Data entries:
● ● ● ●
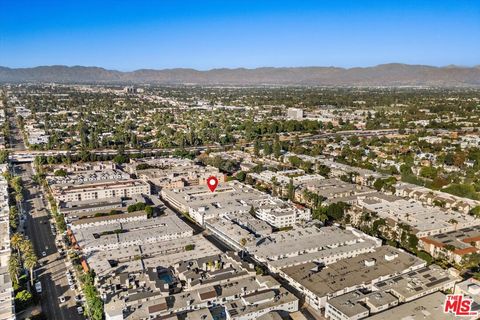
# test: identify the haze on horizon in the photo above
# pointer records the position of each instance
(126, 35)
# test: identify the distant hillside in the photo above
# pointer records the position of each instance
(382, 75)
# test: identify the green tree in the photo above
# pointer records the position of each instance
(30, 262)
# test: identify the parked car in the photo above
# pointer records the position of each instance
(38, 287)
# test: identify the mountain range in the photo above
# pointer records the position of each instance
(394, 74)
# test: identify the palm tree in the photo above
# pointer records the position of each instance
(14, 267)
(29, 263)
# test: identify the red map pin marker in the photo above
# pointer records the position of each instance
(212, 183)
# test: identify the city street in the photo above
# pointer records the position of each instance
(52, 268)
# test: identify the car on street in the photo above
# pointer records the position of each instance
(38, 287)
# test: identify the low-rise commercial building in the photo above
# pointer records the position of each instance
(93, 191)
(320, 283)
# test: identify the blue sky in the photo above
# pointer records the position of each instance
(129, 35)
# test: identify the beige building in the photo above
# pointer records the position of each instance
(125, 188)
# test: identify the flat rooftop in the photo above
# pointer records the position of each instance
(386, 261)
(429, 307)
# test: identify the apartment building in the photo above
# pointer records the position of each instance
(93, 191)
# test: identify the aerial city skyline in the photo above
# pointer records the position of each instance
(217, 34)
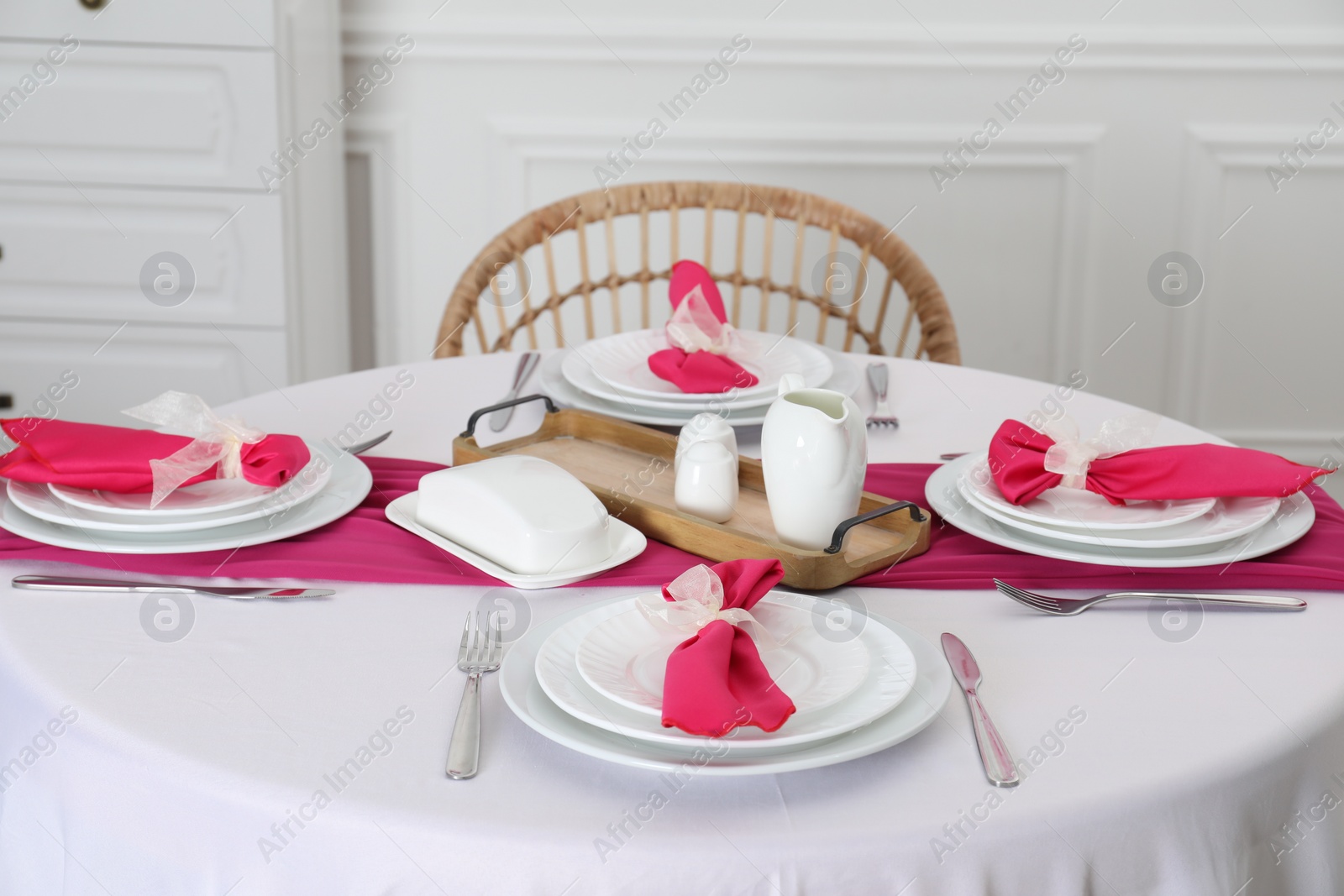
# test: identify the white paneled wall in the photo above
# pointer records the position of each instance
● ● ● ●
Goal: Rewrite every line of the listing above, requests included, adding 89 to each coordinate in the answers. Leave the pictures out.

Written answer:
# test: identify the haze on horizon in the photo above
# pointer records the position of each instance
(215, 124)
# test: identify the distant hillside in the photo above
# pointer records the position of each instance
(471, 164)
# test: identify the green tree in the photo above
# pointer records the position of each instance
(119, 351)
# test: identify the parked car in the photo above
# pointer records the position of each instance
(127, 376)
# test: identify the mountain range in the photo above
# pointer records the position of each instance
(483, 163)
# test: identify the palm tree in the photo above
# pointer records the position of each instance
(103, 356)
(118, 352)
# test: identify the red map pin marker in the photo above
# pointer records the position of each instance
(301, 272)
# test: identify the city street in the photo above
# pointer records the position of each instance
(141, 357)
# test: identify the car on street in the photo above
# pointer records the position of each instance
(127, 376)
# test: identify the low-rise commercial building in the photo above
# pointer records the position of each instance
(182, 280)
(409, 372)
# test: identify the blue sky in the photo above
# pointer records the position of each instance
(218, 124)
# test: identify the beige building in the photo above
# pointer records the position of each instance
(214, 277)
# test: identify the flat rooftop in the photo above
# pointer records the position of each instance
(475, 350)
(518, 396)
# test: identify the apartment building in the photo above
# pointer records the position of each instance
(182, 280)
# test: identify the aerial city skyline in the photo above
# pointer records the position of each instance
(306, 123)
# test: identify the white paneled wall in the photo above
# pointer records the position of each instance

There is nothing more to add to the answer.